— Work to complete —
Quote, exactly, the line holding "Verification needed: an upstream model detected the pale" and all lines after it to the end of the records below. Exclude pictures.

— Data for this task —
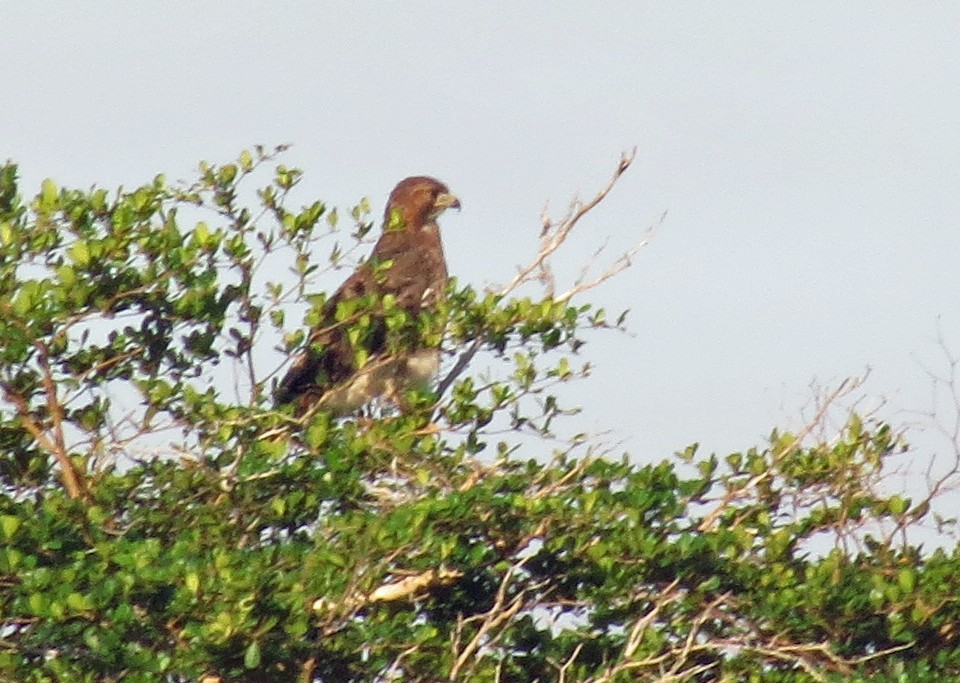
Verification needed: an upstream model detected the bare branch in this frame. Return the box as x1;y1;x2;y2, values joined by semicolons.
311;567;463;614
499;148;637;298
448;557;532;680
697;373;867;534
556;210;663;304
2;345;88;501
437;149;651;399
367;567;463;603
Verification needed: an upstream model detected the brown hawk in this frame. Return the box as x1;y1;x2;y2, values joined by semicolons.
275;176;460;416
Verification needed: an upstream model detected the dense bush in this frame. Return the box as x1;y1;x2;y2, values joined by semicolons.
1;150;958;682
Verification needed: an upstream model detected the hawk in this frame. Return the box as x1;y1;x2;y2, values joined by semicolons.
275;176;460;416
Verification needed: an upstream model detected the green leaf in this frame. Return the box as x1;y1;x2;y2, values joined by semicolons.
56;264;76;286
244;640;261;669
194;221;210;246
0;515;21;540
28;592;46;615
897;568;916;593
219;164;237;185
40;177;58;210
66;592;90;612
888;495;909;515
70;240;91;267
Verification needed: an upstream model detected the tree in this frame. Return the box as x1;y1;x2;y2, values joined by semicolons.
1;148;959;682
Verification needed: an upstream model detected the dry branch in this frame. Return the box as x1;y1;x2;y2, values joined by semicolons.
437;149;654;399
311;567;463;614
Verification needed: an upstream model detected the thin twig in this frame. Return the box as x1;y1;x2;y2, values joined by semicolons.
437;149;648;400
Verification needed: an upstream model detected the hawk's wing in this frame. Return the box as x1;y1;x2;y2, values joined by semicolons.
273;260;377;414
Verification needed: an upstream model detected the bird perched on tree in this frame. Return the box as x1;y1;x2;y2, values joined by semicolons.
275;176;460;416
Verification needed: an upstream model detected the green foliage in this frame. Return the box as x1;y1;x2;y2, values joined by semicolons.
1;150;959;681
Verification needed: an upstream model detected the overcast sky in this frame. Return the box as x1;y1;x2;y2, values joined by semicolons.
3;4;960;478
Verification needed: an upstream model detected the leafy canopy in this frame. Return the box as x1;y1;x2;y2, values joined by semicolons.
0;149;958;682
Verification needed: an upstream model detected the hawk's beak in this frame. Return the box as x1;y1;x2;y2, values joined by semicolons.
435;192;461;212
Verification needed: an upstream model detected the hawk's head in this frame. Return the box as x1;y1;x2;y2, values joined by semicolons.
385;176;461;231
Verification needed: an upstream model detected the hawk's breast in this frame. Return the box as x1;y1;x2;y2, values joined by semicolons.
314;348;441;415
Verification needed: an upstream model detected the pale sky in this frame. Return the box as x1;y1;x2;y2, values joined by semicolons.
3;4;960;478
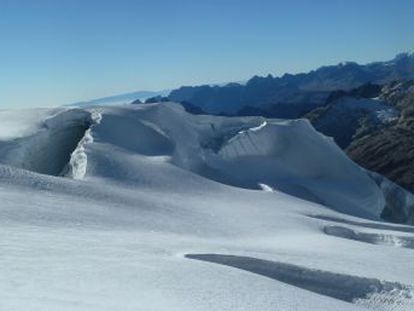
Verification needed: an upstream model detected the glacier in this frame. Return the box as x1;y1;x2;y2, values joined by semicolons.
0;102;413;311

— Response area —
Verification needed: an upstream model detected the pale sky in this frame. Return the box as x1;y1;x2;y2, values joined by semicolons.
3;4;960;478
Verification needed: an upstream model detected the glacier in this frame. Return the box as x1;y1;x2;y2, values joined by semicolons.
0;102;413;311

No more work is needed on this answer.